─── Source excerpt

Contrastive Loss Definition

class ContrastiveLoss(torch.nn.Module):

      def __init__(self, margin=2.0):
            super(ContrastiveLoss, self).__init__()
            self.margin = margin

      def forward(self, output1, output2, label):
            # Find the pairwise distance or eucledian distance of two output feature vectors
            euclidean_distance = F.pairwise_distance(output1, output2)
            # perform contrastive loss calculation with the distance
            loss_contrastive = torch.mean((1-label) * torch.pow(euclidean_distance, 2) +
            (label) * torch.pow(torch.clamp(self.margin - euclidean_distance, min=0.0), 2))

            return loss_contrastive

Oneshot Learning :

Oneshot learning is like extracting the feature vectors of the input images from the trained model to say how much both of the images are dissimilar without training the images of large datasets.

──────
─── Listed entries

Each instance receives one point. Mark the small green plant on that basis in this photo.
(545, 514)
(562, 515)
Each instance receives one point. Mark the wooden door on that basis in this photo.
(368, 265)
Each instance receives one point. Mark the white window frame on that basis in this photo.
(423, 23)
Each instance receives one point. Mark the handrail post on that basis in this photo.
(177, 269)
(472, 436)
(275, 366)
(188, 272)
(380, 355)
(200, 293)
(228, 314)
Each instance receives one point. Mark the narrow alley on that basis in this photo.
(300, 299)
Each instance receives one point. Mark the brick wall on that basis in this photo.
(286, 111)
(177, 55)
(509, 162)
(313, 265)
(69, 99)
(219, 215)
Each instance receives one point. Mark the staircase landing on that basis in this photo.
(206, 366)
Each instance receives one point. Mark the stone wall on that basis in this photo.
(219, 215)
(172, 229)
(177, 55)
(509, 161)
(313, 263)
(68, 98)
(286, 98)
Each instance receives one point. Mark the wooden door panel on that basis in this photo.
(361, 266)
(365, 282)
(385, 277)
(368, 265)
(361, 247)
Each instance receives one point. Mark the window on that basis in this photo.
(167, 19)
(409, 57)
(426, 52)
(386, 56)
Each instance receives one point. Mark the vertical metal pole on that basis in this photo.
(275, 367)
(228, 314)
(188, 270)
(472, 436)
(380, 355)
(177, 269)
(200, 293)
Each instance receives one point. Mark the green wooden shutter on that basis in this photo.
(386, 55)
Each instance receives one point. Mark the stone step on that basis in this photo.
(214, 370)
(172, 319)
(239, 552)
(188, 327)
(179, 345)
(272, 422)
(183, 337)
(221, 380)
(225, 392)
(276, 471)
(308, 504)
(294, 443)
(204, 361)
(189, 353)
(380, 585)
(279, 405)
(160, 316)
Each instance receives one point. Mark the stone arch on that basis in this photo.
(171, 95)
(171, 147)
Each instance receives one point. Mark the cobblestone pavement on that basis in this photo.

──────

* Aim 1
Answer these questions about the contrastive loss excerpt:
(a) What default value does the margin have?
(b) Which function computes the Euclidean distance between the two outputs?
(c) What does oneshot learning extract from the trained model?
* Aim 2
From the contrastive loss excerpt, reproduce the text between "Contrastive Loss Definition" and "super(ContrastiveLoss, self).__init__()", inclusive.

* Answer 1
(a) 2.0
(b) F.pairwise_distance
(c) The feature vectors of the input images

* Answer 2
Contrastive Loss Definition

class ContrastiveLoss(torch.nn.Module):

      def __init__(self, margin=2.0):
            super(ContrastiveLoss, self).__init__()